Look through the records below and give the number of lines holding the string "rear", nothing more.

*** Opening Provided records ***

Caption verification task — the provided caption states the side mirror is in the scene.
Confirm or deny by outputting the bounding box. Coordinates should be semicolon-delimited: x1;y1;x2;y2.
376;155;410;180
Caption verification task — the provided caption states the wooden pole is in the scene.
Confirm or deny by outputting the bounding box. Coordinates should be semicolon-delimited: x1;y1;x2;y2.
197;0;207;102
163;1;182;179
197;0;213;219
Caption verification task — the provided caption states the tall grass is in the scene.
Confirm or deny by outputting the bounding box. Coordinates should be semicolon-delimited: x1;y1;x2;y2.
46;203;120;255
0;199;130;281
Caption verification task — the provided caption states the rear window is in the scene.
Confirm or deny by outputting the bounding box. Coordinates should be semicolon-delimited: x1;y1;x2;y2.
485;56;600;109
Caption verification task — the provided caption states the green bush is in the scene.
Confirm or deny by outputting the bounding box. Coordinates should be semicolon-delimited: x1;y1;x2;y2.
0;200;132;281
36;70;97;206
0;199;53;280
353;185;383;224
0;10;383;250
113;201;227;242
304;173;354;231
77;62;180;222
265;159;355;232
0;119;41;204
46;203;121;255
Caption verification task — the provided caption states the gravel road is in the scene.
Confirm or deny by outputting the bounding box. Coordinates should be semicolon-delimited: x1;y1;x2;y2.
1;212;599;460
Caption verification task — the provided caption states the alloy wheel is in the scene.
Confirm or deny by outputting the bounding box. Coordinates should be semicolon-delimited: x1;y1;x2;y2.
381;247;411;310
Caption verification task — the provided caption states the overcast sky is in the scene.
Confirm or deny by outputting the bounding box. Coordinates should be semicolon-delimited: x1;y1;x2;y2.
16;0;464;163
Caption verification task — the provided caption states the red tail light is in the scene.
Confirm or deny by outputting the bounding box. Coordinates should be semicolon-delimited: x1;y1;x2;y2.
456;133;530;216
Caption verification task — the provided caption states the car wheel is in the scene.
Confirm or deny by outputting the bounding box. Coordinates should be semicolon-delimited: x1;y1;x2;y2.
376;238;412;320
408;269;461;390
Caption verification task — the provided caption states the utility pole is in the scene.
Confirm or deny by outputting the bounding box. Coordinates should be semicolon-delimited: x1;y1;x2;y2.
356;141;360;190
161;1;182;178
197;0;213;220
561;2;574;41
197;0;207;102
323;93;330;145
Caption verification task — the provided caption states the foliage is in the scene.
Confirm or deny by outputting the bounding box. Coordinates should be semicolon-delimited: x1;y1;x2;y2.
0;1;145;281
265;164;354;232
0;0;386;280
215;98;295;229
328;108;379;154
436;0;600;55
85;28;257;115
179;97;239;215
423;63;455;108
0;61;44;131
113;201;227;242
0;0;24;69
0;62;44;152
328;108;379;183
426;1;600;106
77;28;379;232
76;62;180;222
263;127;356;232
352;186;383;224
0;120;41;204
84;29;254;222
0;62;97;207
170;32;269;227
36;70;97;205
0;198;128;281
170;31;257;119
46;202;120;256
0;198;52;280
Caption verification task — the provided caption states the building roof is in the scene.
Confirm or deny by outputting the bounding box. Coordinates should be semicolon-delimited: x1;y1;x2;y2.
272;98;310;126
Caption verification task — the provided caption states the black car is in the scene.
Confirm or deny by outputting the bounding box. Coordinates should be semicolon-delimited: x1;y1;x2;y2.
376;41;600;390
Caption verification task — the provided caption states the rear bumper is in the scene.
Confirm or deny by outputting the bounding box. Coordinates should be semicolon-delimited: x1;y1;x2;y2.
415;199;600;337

*** Closing Provided records ***

**Exercise result**:
2